> [What you should do]:
Please repeat the line that has "Segment potted plant" and all lines after it, exactly as they appear, through the end of the entries.
========
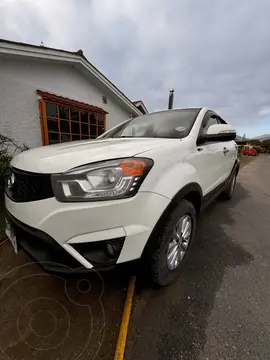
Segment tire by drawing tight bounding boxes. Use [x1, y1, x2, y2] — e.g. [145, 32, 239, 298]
[221, 171, 237, 200]
[149, 199, 196, 286]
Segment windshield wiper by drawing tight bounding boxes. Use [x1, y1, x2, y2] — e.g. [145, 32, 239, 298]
[113, 135, 177, 139]
[113, 136, 136, 138]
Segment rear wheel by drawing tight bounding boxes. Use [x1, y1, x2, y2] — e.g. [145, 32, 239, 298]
[149, 199, 196, 286]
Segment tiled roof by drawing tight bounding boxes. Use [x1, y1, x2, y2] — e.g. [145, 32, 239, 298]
[37, 90, 108, 114]
[132, 100, 148, 114]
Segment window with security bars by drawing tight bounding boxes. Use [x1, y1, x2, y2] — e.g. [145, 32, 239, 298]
[38, 95, 106, 145]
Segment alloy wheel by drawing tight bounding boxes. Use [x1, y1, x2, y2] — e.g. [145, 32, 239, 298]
[167, 215, 192, 270]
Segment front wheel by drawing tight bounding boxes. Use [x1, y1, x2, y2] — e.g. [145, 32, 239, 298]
[221, 171, 237, 200]
[149, 200, 196, 286]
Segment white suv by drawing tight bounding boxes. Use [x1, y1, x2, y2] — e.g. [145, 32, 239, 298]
[5, 108, 239, 285]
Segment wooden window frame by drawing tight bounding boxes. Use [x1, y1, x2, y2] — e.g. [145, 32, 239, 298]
[37, 91, 107, 145]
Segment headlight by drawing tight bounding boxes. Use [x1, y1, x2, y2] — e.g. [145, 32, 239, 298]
[51, 158, 153, 202]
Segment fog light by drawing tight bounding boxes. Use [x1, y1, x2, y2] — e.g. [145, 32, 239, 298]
[106, 243, 115, 258]
[72, 237, 125, 267]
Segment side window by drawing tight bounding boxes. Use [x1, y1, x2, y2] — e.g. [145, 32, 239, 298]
[202, 115, 219, 134]
[218, 117, 227, 125]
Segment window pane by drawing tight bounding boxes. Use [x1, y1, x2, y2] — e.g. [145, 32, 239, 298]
[90, 134, 96, 139]
[71, 121, 80, 134]
[81, 112, 88, 123]
[90, 113, 97, 137]
[90, 123, 97, 137]
[59, 105, 69, 119]
[81, 135, 89, 140]
[70, 108, 79, 121]
[98, 126, 104, 136]
[81, 123, 89, 135]
[60, 119, 70, 133]
[98, 114, 104, 127]
[90, 113, 96, 124]
[60, 133, 71, 142]
[48, 132, 59, 144]
[46, 103, 58, 117]
[47, 118, 59, 132]
[72, 134, 80, 141]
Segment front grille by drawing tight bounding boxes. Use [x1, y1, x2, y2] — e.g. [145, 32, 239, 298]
[5, 167, 54, 202]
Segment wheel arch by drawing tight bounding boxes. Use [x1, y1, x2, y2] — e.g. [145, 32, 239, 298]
[171, 182, 203, 215]
[234, 159, 240, 176]
[228, 159, 240, 181]
[141, 182, 203, 259]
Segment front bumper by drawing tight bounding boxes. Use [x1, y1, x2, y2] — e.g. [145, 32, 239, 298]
[5, 192, 170, 272]
[6, 210, 87, 274]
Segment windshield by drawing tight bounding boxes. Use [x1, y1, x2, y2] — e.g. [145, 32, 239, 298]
[100, 108, 201, 139]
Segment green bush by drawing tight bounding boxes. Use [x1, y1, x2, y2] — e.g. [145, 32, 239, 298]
[0, 134, 29, 191]
[237, 145, 244, 157]
[0, 153, 12, 188]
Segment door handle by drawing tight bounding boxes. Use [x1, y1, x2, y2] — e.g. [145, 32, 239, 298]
[223, 147, 229, 155]
[197, 147, 204, 152]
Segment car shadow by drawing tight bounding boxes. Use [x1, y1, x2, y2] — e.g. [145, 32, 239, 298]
[126, 183, 254, 360]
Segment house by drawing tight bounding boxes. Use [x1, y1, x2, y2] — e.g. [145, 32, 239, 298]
[132, 100, 148, 115]
[0, 39, 147, 148]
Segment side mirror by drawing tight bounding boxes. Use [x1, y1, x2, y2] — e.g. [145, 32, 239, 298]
[198, 124, 236, 144]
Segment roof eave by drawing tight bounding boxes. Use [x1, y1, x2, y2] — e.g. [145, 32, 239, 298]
[0, 40, 142, 116]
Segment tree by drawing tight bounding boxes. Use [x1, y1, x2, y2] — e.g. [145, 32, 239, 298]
[249, 139, 261, 146]
[262, 139, 270, 146]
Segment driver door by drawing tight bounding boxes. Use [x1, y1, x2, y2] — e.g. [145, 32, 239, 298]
[195, 111, 225, 195]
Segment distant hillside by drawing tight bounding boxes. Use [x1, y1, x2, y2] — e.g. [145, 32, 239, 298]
[236, 134, 270, 142]
[253, 134, 270, 142]
[236, 135, 249, 140]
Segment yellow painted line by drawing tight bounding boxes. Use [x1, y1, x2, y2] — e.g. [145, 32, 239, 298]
[114, 276, 136, 360]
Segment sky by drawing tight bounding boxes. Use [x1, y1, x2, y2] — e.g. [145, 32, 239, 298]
[1, 0, 270, 138]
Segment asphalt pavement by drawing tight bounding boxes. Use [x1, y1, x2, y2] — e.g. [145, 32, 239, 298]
[0, 156, 269, 360]
[126, 155, 270, 360]
[0, 246, 130, 359]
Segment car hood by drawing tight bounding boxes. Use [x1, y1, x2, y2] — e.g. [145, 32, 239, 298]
[11, 138, 174, 173]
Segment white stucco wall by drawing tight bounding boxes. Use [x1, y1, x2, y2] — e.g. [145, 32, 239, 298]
[0, 57, 133, 148]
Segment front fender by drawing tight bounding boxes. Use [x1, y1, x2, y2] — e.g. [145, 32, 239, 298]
[139, 160, 200, 200]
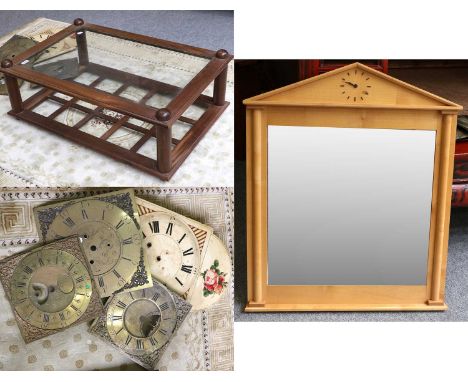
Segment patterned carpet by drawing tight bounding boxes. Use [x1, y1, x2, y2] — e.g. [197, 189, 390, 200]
[0, 187, 234, 370]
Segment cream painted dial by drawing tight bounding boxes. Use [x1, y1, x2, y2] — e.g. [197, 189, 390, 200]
[141, 212, 200, 295]
[106, 283, 177, 354]
[339, 68, 372, 102]
[10, 249, 92, 330]
[44, 199, 142, 297]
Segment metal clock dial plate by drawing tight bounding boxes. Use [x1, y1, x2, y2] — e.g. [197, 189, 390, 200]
[141, 211, 200, 296]
[89, 281, 191, 370]
[10, 248, 92, 330]
[0, 35, 37, 95]
[339, 68, 372, 102]
[0, 236, 103, 343]
[34, 190, 152, 298]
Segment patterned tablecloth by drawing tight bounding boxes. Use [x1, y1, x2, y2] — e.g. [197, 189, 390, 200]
[0, 187, 234, 371]
[0, 18, 234, 187]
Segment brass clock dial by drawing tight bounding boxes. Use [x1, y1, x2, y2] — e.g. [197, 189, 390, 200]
[0, 236, 103, 343]
[30, 29, 77, 63]
[136, 197, 232, 311]
[339, 69, 372, 102]
[34, 189, 152, 298]
[141, 211, 200, 296]
[89, 280, 191, 370]
[0, 35, 37, 95]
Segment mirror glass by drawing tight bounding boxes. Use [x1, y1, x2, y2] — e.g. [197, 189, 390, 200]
[267, 125, 436, 285]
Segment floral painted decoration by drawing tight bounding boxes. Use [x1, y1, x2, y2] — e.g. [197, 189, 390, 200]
[202, 260, 228, 297]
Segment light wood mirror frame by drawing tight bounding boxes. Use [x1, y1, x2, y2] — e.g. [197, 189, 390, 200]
[244, 63, 462, 312]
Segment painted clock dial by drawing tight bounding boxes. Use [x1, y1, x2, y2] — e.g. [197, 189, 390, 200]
[10, 248, 92, 330]
[141, 212, 200, 296]
[339, 68, 372, 102]
[106, 284, 177, 355]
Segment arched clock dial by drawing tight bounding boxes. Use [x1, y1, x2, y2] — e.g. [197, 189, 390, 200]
[34, 190, 152, 298]
[339, 68, 372, 102]
[141, 212, 200, 296]
[135, 197, 232, 311]
[0, 236, 103, 343]
[89, 281, 191, 370]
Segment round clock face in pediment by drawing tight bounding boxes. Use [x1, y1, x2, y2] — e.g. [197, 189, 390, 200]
[10, 249, 92, 330]
[141, 212, 200, 296]
[339, 69, 372, 102]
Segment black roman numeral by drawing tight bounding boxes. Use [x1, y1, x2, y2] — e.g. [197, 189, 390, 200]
[43, 314, 49, 322]
[175, 277, 183, 286]
[178, 233, 186, 244]
[112, 315, 122, 321]
[166, 222, 173, 235]
[159, 328, 167, 335]
[181, 264, 193, 274]
[112, 269, 121, 278]
[115, 220, 125, 230]
[98, 276, 104, 287]
[136, 339, 144, 349]
[70, 305, 78, 311]
[152, 292, 160, 301]
[122, 237, 133, 245]
[125, 335, 132, 345]
[23, 266, 33, 274]
[59, 312, 65, 321]
[68, 263, 74, 272]
[116, 300, 127, 309]
[75, 275, 84, 283]
[38, 258, 44, 266]
[149, 221, 159, 233]
[149, 337, 157, 346]
[183, 248, 194, 256]
[82, 209, 88, 220]
[160, 302, 169, 311]
[16, 281, 26, 288]
[63, 217, 75, 228]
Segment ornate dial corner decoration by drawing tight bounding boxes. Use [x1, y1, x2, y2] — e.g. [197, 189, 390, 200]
[89, 280, 191, 370]
[339, 69, 372, 102]
[0, 236, 103, 343]
[33, 189, 145, 298]
[114, 248, 152, 294]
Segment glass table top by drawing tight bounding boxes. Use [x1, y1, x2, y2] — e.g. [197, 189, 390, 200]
[27, 30, 212, 110]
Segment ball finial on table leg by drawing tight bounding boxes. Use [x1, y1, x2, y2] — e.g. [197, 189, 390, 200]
[1, 59, 13, 68]
[74, 18, 85, 26]
[215, 49, 229, 59]
[156, 108, 171, 122]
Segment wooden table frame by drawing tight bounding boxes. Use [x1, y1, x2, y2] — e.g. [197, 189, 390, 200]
[0, 18, 233, 180]
[244, 63, 462, 312]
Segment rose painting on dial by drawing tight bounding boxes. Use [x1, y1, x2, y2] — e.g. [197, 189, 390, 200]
[202, 260, 228, 296]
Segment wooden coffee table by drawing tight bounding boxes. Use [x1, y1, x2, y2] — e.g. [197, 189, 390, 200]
[0, 18, 232, 180]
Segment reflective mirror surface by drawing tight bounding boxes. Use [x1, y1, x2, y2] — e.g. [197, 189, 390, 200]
[267, 125, 436, 285]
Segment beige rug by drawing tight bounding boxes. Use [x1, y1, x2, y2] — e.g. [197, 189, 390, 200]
[0, 187, 234, 371]
[0, 18, 234, 187]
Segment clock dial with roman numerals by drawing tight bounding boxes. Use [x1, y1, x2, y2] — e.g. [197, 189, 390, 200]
[141, 212, 200, 296]
[34, 189, 152, 298]
[89, 280, 191, 370]
[0, 236, 103, 343]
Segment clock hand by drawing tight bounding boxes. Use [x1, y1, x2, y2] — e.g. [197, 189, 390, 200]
[344, 81, 358, 88]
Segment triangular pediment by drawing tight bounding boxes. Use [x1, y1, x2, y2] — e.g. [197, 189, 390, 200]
[244, 62, 461, 110]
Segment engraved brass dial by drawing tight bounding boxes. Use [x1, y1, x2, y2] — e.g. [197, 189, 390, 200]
[10, 248, 92, 330]
[141, 212, 200, 296]
[34, 190, 151, 298]
[339, 69, 372, 102]
[106, 283, 177, 354]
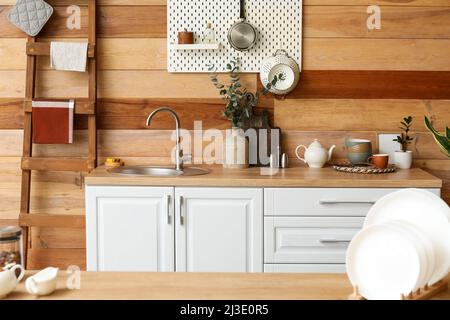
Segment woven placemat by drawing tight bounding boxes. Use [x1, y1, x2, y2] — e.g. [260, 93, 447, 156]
[333, 162, 396, 174]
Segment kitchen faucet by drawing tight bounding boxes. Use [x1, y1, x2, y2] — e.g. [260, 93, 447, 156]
[146, 107, 186, 171]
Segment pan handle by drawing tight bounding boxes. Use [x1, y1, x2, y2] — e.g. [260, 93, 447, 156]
[240, 0, 246, 20]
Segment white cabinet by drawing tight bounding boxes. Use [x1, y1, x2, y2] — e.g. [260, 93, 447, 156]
[264, 188, 440, 216]
[264, 217, 364, 264]
[175, 188, 263, 272]
[86, 185, 440, 274]
[263, 187, 440, 273]
[86, 186, 263, 273]
[86, 186, 174, 272]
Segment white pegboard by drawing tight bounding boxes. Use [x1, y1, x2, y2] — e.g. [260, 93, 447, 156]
[168, 0, 302, 73]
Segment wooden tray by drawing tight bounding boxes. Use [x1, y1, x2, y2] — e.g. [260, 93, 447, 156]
[333, 162, 396, 174]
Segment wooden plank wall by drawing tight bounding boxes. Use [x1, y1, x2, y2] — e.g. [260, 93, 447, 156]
[0, 0, 449, 269]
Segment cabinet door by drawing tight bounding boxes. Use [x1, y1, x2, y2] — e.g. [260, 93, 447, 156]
[86, 186, 174, 272]
[175, 188, 263, 273]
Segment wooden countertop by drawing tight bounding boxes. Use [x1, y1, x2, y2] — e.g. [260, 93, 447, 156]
[7, 272, 450, 300]
[85, 166, 442, 188]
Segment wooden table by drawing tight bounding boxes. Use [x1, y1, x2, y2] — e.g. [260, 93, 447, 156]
[6, 272, 450, 300]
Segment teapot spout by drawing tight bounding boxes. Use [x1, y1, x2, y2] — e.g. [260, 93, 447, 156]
[328, 145, 336, 161]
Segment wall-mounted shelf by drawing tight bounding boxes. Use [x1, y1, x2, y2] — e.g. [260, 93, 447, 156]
[168, 0, 302, 73]
[170, 43, 221, 50]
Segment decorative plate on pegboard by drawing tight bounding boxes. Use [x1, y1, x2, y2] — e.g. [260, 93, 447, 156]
[333, 162, 397, 174]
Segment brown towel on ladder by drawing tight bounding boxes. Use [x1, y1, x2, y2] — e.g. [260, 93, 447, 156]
[32, 100, 74, 144]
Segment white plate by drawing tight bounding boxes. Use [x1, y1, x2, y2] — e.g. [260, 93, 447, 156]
[387, 220, 435, 288]
[346, 223, 423, 300]
[411, 189, 450, 221]
[364, 189, 450, 284]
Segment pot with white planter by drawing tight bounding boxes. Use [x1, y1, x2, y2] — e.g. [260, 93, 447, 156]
[393, 116, 414, 169]
[394, 150, 413, 169]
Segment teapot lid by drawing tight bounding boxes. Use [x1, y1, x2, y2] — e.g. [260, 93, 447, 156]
[0, 227, 21, 240]
[309, 139, 324, 148]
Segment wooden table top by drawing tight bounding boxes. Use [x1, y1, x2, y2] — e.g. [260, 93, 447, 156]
[7, 272, 450, 300]
[85, 166, 442, 188]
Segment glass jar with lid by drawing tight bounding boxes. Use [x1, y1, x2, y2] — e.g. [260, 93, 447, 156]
[0, 227, 22, 268]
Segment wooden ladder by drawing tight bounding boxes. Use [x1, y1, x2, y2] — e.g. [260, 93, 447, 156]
[19, 0, 97, 268]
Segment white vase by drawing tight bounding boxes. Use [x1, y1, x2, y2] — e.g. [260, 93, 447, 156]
[222, 128, 249, 169]
[394, 150, 413, 169]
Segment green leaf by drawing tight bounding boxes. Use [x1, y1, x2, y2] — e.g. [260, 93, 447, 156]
[446, 127, 450, 139]
[425, 116, 450, 157]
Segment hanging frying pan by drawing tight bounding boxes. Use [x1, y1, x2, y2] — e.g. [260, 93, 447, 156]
[228, 0, 258, 51]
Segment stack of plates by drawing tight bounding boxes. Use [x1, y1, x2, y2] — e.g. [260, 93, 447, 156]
[346, 189, 450, 300]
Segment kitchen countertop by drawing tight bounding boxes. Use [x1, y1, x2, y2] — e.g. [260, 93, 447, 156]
[7, 272, 450, 300]
[85, 166, 442, 188]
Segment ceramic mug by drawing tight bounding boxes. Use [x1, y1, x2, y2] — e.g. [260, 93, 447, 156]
[346, 139, 373, 164]
[368, 154, 389, 169]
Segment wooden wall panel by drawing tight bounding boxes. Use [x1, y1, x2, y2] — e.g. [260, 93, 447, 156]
[275, 99, 450, 132]
[304, 6, 450, 39]
[285, 71, 450, 99]
[0, 71, 257, 98]
[0, 1, 449, 269]
[4, 37, 450, 71]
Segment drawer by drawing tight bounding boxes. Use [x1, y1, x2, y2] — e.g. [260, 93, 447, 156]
[264, 188, 440, 216]
[264, 264, 346, 274]
[264, 217, 364, 264]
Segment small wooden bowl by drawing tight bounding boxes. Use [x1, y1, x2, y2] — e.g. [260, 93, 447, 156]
[178, 30, 194, 44]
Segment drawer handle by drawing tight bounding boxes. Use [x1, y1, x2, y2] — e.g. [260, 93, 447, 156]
[320, 238, 352, 244]
[319, 199, 376, 205]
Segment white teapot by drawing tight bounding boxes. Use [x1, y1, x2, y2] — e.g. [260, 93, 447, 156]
[0, 263, 25, 298]
[295, 139, 336, 168]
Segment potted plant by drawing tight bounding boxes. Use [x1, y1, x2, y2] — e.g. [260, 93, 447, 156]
[393, 116, 414, 169]
[424, 116, 450, 158]
[209, 60, 281, 168]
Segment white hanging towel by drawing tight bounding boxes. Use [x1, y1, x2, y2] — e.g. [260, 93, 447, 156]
[50, 41, 88, 72]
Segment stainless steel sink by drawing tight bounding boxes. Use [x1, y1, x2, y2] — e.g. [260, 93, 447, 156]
[110, 166, 209, 177]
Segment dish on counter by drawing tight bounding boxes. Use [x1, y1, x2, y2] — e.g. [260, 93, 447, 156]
[364, 188, 450, 285]
[346, 222, 424, 300]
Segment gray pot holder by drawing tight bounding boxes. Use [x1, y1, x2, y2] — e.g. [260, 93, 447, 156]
[8, 0, 53, 37]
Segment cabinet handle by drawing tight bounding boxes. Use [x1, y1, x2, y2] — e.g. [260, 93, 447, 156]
[167, 195, 171, 224]
[179, 195, 184, 225]
[319, 238, 351, 244]
[319, 199, 376, 205]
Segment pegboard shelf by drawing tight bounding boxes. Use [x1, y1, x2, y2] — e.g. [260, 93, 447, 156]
[170, 43, 221, 50]
[168, 0, 302, 73]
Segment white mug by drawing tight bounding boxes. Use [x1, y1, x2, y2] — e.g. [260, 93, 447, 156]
[25, 267, 59, 296]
========
> [Written reply]:
Segment potted plant by drawing tight bounding boxes. Use [x1, y1, x2, y2] — e.g. [260, 93, 447, 156]
[393, 116, 414, 169]
[424, 116, 450, 158]
[209, 60, 281, 168]
Segment white hanging towel by drawing tight bounding boxes. Use [x1, y1, x2, y2] — e.g. [260, 93, 447, 156]
[50, 41, 88, 72]
Segment stainless steel sink by drawing tight bounding boxes. Use [x1, y1, x2, y2] — e.g. [260, 93, 447, 156]
[110, 166, 209, 177]
Segment dish on counter by drawing tight bounding boxes. Use [x1, y1, x2, y2] — e.g. [260, 93, 447, 156]
[364, 188, 450, 285]
[346, 222, 424, 300]
Segment gray pot holder by drawing tight bounding boxes. Use [x1, y1, x2, y2] — e.g. [260, 93, 447, 156]
[8, 0, 53, 37]
Segment cabinet handle by drawing tight bounding boxes. Use [x1, y1, x2, y2] — e.g. [260, 93, 447, 156]
[167, 195, 171, 224]
[179, 195, 184, 225]
[319, 238, 351, 244]
[319, 199, 376, 205]
Segment pegboard shelf by drawing tight bounding boxes. Use [x1, y1, x2, y2] — e.g. [260, 93, 447, 156]
[170, 43, 221, 50]
[168, 0, 302, 73]
Segment white mug by drawing tight bounding boxes. Use [x1, y1, x2, y2] — e.g. [260, 93, 447, 156]
[25, 267, 59, 296]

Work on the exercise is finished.